**TEXTE À LIRE**
━━━━━━━━━━

En Angleterre il y a une foule
d’articles tarifés à la valeur ; je pourrais en citer de suite jusqu’à 150. Et
ce qu’il y a de remarquable, c’est que beaucoup de tissus, à l’exception de
ceux de soie, sont tarifés de cette manière, avec cette stipulation que, pour
les soieries, la douane peut assujettir le déclarant à subir la tarification
soit au poids, soit à la valeur ; mais cette faculté n’existe pas pour la
bonneterie.
Dans la question qui nous
occupe en ce moment, la tarification au poids aurait encore un autre
inconvénient ; ce serait, comme on l’a déjà dit, de frapper spécialement les
produits qui servent à la classe pauvre, et d’exempter les vêtements du riche.
Or, telle ne peut pas être l’intention de la législature.
Messieurs, je me suis borné
hier à examiner l’article des bonneteries dans sa nudité primitive, si je puis
m’exprimer ainsi ; je me suis abstenu d’entrer dans des considérations
générales, parce que je croyais ainsi me conformer aux désirs et à la décision
de la chambre, mais d’autres orateurs ont transplanté la question sur un
terrain plus vaste ; et comme ils se sont trompés sur quelques faits généraux
qui importent à la discussion actuelle, je crois devoir profiter de la parole
pour suivre ces orateurs sur ce nouveau terrain.
Messieurs, pour atténuer les
concessions qui nous ont été faites par la France, l’honorable M. Dumortier
vous a dit que c’était la Belgique qui avait pris l’initiative en levant
d’abord la prohibition sur les vins, vinaigres et eaux-de-vie, du côté des
frontières de terre, en assimilant ensuite les bateliers français aux bateliers
belges, en permettant enfin l’introduction des charbons français par
l’abaissement des droits.

━━━━━━━━━━

**ÉNONCÉ 1**
Reformulez plus brièvement le paragraphe du discours qui commence par « Dans la question qui nous occupe », en conservant ses faits principaux.
**ÉNONCÉ 2**
Recopiez fidèlement la partie du discours qui commence par les mots "Dans la question" et se termine par "de la législature.".
Les items n'ont aucun lien avec le discours.

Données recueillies
━━━━━━━━━━

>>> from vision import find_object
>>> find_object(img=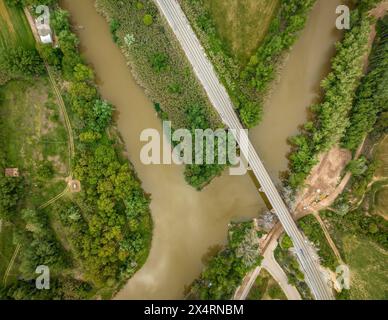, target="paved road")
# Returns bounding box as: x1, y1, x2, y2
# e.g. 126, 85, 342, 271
234, 238, 302, 300
262, 241, 302, 300
154, 0, 333, 300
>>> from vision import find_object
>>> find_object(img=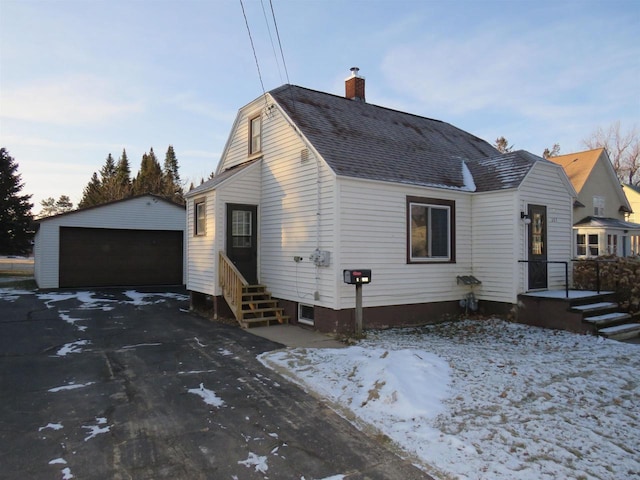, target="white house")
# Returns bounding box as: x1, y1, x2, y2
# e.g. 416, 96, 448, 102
34, 195, 185, 288
550, 148, 640, 258
186, 69, 575, 331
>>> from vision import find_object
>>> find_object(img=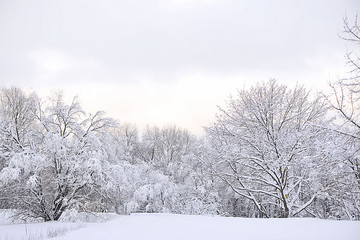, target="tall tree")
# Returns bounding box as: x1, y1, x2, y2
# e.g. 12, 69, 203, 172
206, 80, 326, 217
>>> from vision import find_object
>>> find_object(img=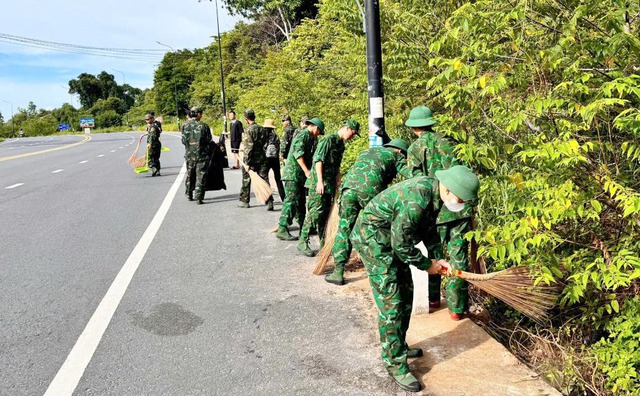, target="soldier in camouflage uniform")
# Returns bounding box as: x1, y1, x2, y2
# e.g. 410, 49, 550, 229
351, 165, 480, 392
280, 115, 296, 161
405, 106, 473, 320
324, 139, 411, 285
238, 109, 273, 210
276, 118, 324, 241
182, 107, 212, 205
144, 114, 162, 176
298, 118, 360, 257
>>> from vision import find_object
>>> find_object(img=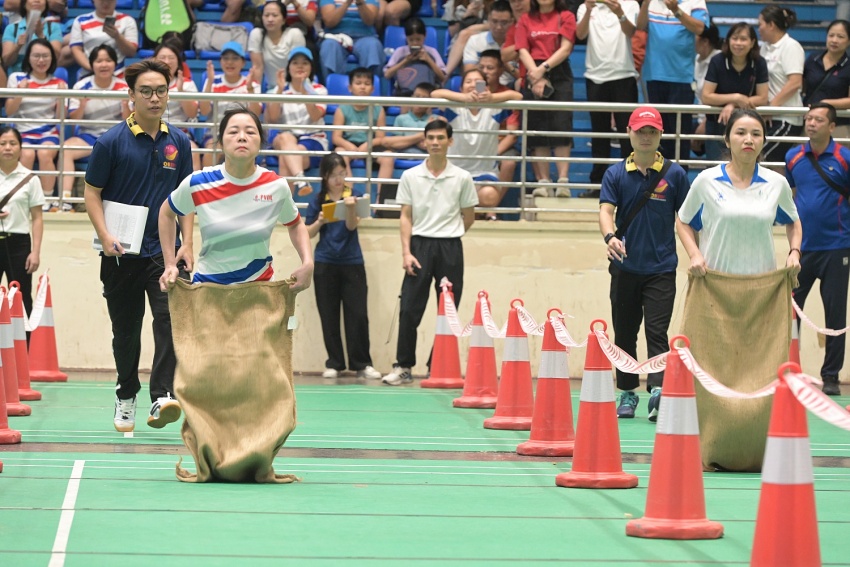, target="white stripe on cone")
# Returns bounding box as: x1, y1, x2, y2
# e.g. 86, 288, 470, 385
469, 326, 493, 348
502, 337, 529, 362
579, 370, 614, 403
655, 396, 699, 435
761, 437, 814, 484
537, 350, 570, 379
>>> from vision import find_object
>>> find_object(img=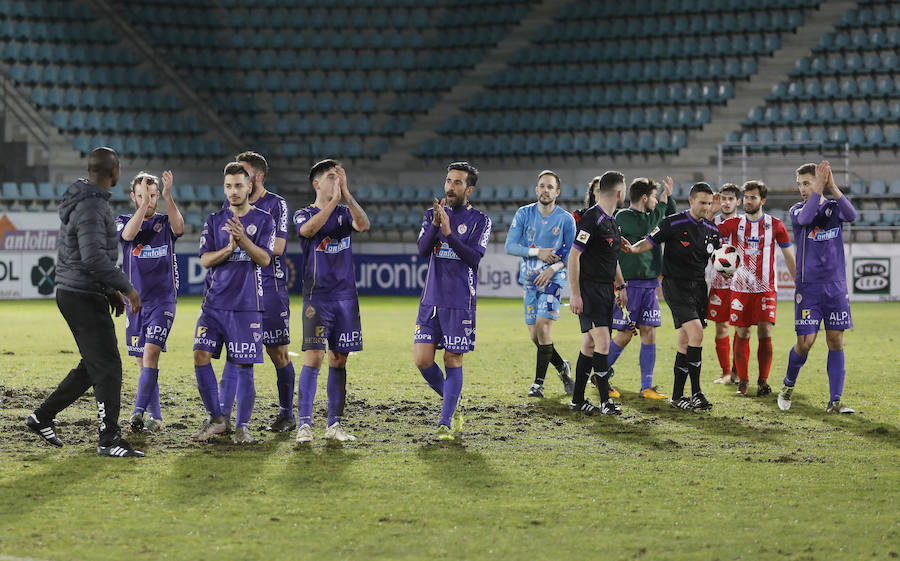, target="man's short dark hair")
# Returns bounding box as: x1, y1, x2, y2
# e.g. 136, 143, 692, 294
309, 158, 341, 185
690, 181, 713, 199
628, 177, 659, 203
744, 179, 769, 199
797, 163, 816, 175
447, 162, 478, 187
225, 162, 250, 177
584, 171, 625, 208
234, 150, 269, 175
719, 183, 741, 199
88, 146, 119, 177
538, 169, 562, 189
131, 171, 159, 193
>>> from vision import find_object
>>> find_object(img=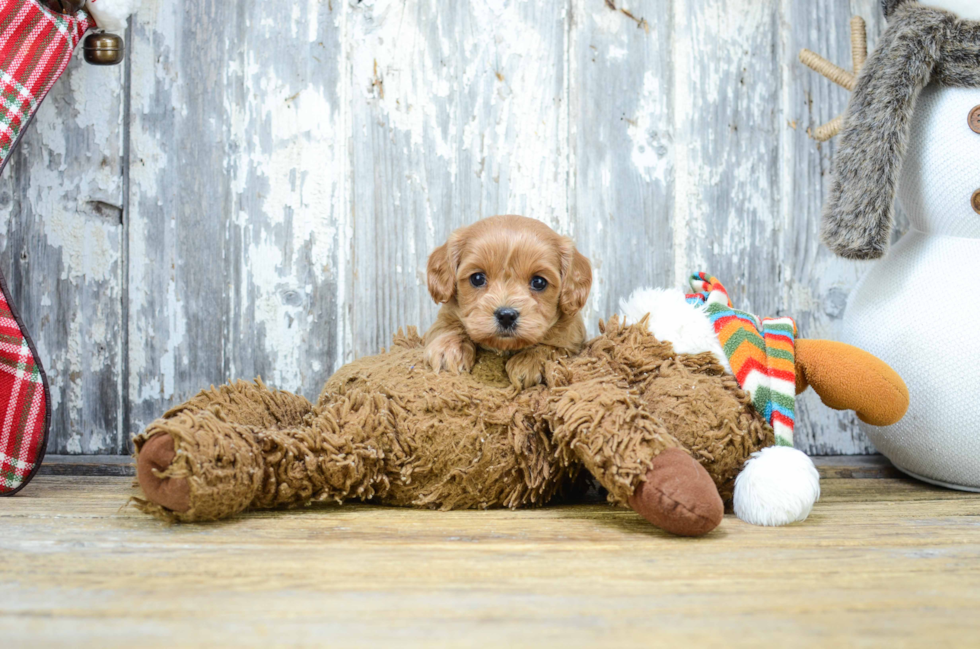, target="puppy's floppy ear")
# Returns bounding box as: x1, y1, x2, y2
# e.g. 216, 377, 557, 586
425, 233, 459, 304
558, 237, 592, 315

━━━━━━━━━━

**RÉSULTAT 1**
Dans la question débattue, la tarification au poids aurait un autre inconvénient. Comme on l'a déjà dit, elle frapperait surtout les produits destinés à la classe pauvre et exempterait les vêtements du riche, ce qui ne peut pas être l'intention de la législature.

**RÉSULTAT 2**
Dans la question qui nous
occupe en ce moment, la tarification au poids aurait encore un autre
inconvénient ; ce serait, comme on l’a déjà dit, de frapper spécialement les
produits qui servent à la classe pauvre, et d’exempter les vêtements du riche.
Or, telle ne peut pas être l’intention de la législature.